• [TEXTO APRESENTADO]:
++++++++++

Os cartazes são apenas mais um capítulo na infindável disputa entre Reino Unido e Argentina pela soberania sobre as Ilhas Falkland, território de 12.200 km² localizado no Atlântico Sul e habitado por 3.000 pessoas (concentradas principalmente na capital, Stanley), 700.000 ovelhas e mais de 1.000.000 de pinguins. A controvérsia remonta ao século XIX e culminou em 1982 com uma guerra iniciada pela Argentina, na qual morreram 258 britânicos e 649 argentinos. Enquanto os portenhos apoiam sua pretensão às ilhas na colonização espanhola do arquipélago, o Reino Unido invoca principalmente o direito à autodeterminação política de seus habitantes, também conhecidos como kelpers.
Trinta anos após a vitória militar britânica, os argentinos ainda não se conformam com o resultado da guerra: o claim pelas ilhas está contido até mesmo na Constituição de 1994. A expressão “Malvinas Argentinas” dá nome, entre outros, a um município na província de Córdoba, um estádio em Mendoza e um aeroporto em Ushuaia. E, ocasionalmente, a seleção argentina de futebol estende uma faixa com os dizeres “las Malvinas son Argentinas” antes de seus jogos – a situação começou a chamar a atenção da imprensa internacional na época da última Copa do Mundo, como num amistoso contra a Eslovênia.

++++++++++

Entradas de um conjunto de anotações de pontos
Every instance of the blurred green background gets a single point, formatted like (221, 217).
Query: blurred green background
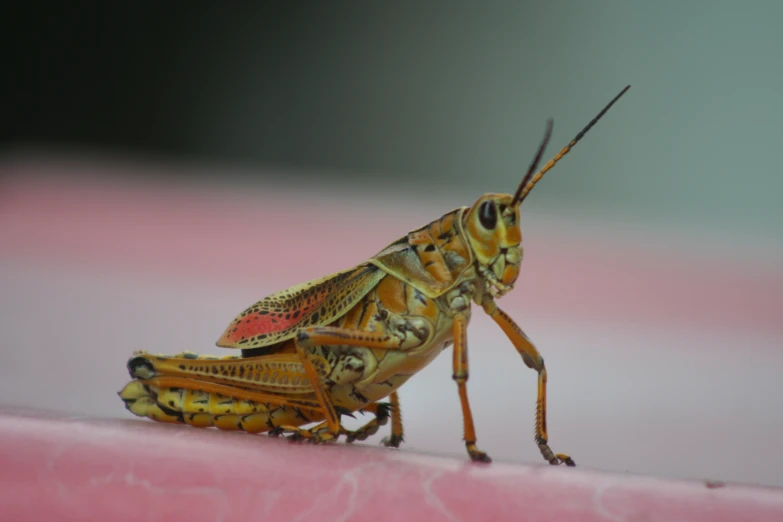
(434, 98)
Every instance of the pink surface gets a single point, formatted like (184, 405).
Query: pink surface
(81, 469)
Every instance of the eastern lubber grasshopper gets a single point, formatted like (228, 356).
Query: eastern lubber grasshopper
(343, 343)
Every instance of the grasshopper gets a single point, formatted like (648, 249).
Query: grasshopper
(344, 343)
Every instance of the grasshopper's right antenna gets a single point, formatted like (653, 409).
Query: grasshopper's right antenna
(529, 182)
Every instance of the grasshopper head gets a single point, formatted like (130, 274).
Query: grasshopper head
(492, 223)
(492, 226)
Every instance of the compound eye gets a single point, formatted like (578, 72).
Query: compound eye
(488, 215)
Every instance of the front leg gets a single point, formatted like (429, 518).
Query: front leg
(460, 375)
(533, 360)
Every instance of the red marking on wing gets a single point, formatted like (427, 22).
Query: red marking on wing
(259, 323)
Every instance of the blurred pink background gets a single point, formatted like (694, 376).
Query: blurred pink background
(662, 345)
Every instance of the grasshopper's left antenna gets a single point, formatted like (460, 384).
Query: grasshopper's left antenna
(534, 164)
(529, 181)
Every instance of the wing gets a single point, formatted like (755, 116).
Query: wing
(277, 317)
(430, 259)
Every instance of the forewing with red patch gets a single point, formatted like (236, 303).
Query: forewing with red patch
(277, 317)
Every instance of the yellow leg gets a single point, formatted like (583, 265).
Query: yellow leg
(460, 375)
(396, 437)
(332, 336)
(381, 411)
(533, 360)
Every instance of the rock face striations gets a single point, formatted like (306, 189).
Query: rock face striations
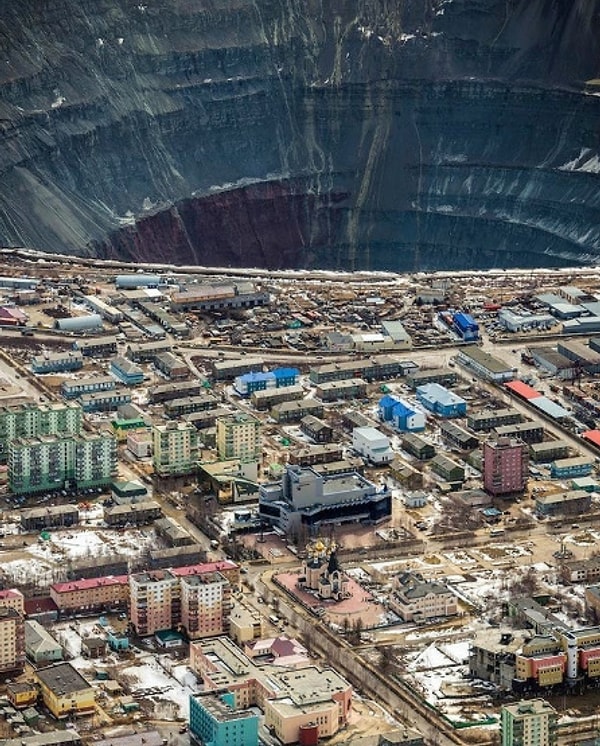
(376, 134)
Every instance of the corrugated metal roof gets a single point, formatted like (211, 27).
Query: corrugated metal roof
(523, 390)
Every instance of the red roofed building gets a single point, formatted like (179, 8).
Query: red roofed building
(91, 594)
(522, 390)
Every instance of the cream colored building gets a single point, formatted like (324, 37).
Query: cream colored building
(530, 722)
(175, 448)
(417, 599)
(245, 624)
(65, 692)
(238, 437)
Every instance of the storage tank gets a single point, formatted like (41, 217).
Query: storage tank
(79, 323)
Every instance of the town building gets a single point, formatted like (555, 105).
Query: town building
(145, 352)
(493, 653)
(316, 429)
(457, 437)
(305, 497)
(169, 391)
(293, 701)
(139, 443)
(447, 469)
(121, 427)
(376, 368)
(569, 503)
(40, 646)
(190, 404)
(248, 383)
(205, 604)
(580, 570)
(321, 572)
(227, 370)
(125, 371)
(132, 514)
(570, 468)
(549, 450)
(218, 297)
(57, 362)
(351, 388)
(372, 445)
(215, 720)
(443, 376)
(96, 347)
(53, 516)
(528, 432)
(245, 624)
(12, 632)
(488, 419)
(238, 437)
(197, 599)
(175, 448)
(326, 453)
(30, 420)
(417, 446)
(171, 366)
(91, 595)
(294, 411)
(417, 600)
(73, 388)
(465, 326)
(505, 466)
(104, 401)
(53, 462)
(402, 415)
(65, 692)
(441, 401)
(268, 398)
(531, 722)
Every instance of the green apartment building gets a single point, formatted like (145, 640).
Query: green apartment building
(32, 420)
(55, 462)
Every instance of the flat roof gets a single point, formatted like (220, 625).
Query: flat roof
(522, 389)
(62, 679)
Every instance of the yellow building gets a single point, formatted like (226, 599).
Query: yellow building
(65, 692)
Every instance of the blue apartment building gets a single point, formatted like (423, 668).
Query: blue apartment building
(127, 372)
(215, 721)
(569, 468)
(466, 327)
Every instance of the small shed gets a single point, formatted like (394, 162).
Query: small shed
(93, 647)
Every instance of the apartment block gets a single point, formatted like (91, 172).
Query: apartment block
(215, 720)
(12, 632)
(51, 462)
(91, 594)
(530, 722)
(205, 605)
(175, 448)
(198, 599)
(238, 437)
(293, 701)
(505, 466)
(30, 420)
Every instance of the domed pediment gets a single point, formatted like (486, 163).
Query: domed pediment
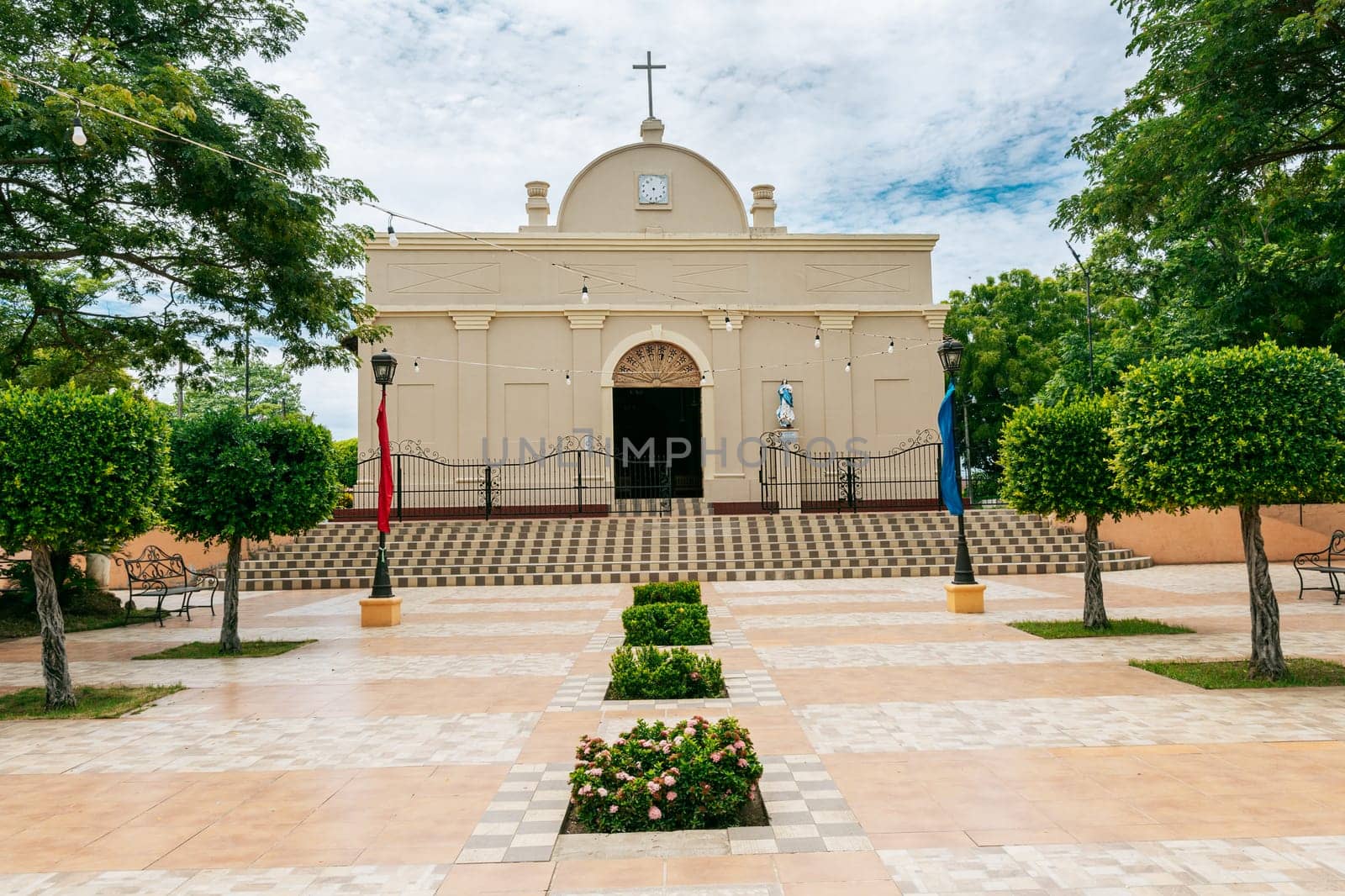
(651, 185)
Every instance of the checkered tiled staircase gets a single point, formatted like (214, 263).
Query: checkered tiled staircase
(517, 552)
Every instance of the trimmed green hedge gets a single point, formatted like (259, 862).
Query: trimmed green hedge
(667, 593)
(650, 673)
(666, 625)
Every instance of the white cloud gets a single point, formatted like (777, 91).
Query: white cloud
(914, 116)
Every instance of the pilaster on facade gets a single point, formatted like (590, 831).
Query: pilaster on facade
(836, 319)
(472, 319)
(587, 319)
(935, 316)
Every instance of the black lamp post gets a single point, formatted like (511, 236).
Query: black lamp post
(1087, 306)
(950, 356)
(385, 367)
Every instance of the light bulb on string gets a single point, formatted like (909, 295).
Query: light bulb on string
(77, 134)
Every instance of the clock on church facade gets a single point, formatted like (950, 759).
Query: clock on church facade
(652, 188)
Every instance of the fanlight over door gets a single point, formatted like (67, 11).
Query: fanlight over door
(657, 365)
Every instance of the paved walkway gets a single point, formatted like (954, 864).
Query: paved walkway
(907, 750)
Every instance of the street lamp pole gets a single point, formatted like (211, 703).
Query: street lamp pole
(1087, 306)
(950, 356)
(385, 367)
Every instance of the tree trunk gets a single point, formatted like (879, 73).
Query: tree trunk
(1268, 658)
(55, 667)
(1095, 614)
(229, 642)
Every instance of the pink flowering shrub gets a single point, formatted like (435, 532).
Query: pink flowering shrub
(665, 777)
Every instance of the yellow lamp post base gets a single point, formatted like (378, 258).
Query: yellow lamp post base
(966, 599)
(380, 613)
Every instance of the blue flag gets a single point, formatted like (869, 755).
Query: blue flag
(948, 474)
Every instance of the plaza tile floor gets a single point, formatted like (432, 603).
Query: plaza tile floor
(908, 750)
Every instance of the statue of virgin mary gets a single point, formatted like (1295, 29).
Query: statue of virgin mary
(784, 414)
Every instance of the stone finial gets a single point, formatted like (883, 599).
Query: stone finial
(538, 208)
(651, 131)
(763, 206)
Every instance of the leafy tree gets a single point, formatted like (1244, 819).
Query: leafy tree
(80, 472)
(1237, 428)
(1058, 461)
(269, 389)
(241, 478)
(190, 249)
(347, 461)
(1012, 329)
(1223, 168)
(46, 353)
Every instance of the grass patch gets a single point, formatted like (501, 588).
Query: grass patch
(1304, 672)
(93, 703)
(1120, 627)
(85, 613)
(210, 650)
(31, 626)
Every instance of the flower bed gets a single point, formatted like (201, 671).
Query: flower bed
(666, 625)
(657, 777)
(650, 673)
(667, 593)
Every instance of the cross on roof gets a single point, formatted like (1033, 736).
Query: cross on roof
(649, 73)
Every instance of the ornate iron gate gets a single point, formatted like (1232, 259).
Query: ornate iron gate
(905, 478)
(575, 478)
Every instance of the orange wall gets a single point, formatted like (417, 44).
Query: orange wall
(1215, 535)
(194, 553)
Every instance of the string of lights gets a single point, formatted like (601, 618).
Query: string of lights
(80, 139)
(705, 373)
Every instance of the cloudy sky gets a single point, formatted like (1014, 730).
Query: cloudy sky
(903, 116)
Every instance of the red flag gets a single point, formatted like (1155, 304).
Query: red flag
(385, 468)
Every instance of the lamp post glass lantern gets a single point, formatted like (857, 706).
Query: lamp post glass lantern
(385, 367)
(950, 356)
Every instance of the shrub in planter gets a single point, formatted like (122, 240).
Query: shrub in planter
(657, 777)
(650, 673)
(667, 593)
(666, 625)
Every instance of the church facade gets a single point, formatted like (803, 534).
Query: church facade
(657, 308)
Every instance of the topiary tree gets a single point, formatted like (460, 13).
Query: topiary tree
(240, 478)
(1237, 428)
(1056, 461)
(80, 472)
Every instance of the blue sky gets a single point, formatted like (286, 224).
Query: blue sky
(907, 116)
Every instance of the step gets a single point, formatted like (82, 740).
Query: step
(361, 582)
(720, 556)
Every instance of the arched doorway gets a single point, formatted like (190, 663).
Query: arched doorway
(657, 414)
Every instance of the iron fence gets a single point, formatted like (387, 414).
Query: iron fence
(905, 478)
(575, 478)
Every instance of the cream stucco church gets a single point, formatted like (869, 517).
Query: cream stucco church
(656, 303)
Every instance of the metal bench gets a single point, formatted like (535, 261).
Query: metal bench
(161, 576)
(1329, 561)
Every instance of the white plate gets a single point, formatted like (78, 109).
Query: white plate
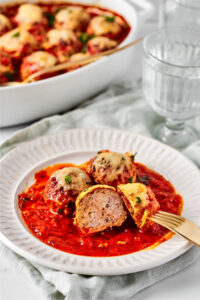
(18, 167)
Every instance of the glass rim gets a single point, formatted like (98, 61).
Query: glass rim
(186, 5)
(149, 53)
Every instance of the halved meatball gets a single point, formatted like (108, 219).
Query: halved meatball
(72, 18)
(99, 44)
(98, 208)
(112, 168)
(140, 201)
(64, 185)
(35, 62)
(5, 24)
(62, 43)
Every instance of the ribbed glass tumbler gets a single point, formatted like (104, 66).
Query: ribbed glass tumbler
(171, 82)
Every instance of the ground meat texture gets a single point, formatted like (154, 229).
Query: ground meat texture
(98, 209)
(140, 201)
(112, 168)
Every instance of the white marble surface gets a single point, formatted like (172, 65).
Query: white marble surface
(184, 285)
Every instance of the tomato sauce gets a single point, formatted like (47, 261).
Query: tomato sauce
(58, 231)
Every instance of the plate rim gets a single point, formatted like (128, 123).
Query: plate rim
(86, 271)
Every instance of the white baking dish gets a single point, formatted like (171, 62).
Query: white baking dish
(19, 104)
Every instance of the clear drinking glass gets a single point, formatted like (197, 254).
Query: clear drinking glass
(184, 13)
(171, 81)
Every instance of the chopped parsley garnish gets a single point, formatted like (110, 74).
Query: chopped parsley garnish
(110, 18)
(25, 199)
(9, 75)
(51, 18)
(133, 156)
(130, 180)
(68, 179)
(16, 34)
(138, 200)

++++++++++

• [TAREFA]:
Reescreva o trecho do texto sobre as Ilhas Falkland que vai de "Os cartazes são" até "conhecidos como kelpers.", inclusive, substituindo "Stanley" por "Port Stanley". A listagem não é necessária para nada.

• [RESPOSTA DA TAREFA]:
Os cartazes são apenas mais um capítulo na infindável disputa entre Reino Unido e Argentina pela soberania sobre as Ilhas Falkland, território de 12.200 km² localizado no Atlântico Sul e habitado por 3.000 pessoas (concentradas principalmente na capital, Port Stanley), 700.000 ovelhas e mais de 1.000.000 de pinguins. A controvérsia remonta ao século XIX e culminou em 1982 com uma guerra iniciada pela Argentina, na qual morreram 258 britânicos e 649 argentinos. Enquanto os portenhos apoiam sua pretensão às ilhas na colonização espanhola do arquipélago, o Reino Unido invoca principalmente o direito à autodeterminação política de seus habitantes, também conhecidos como kelpers.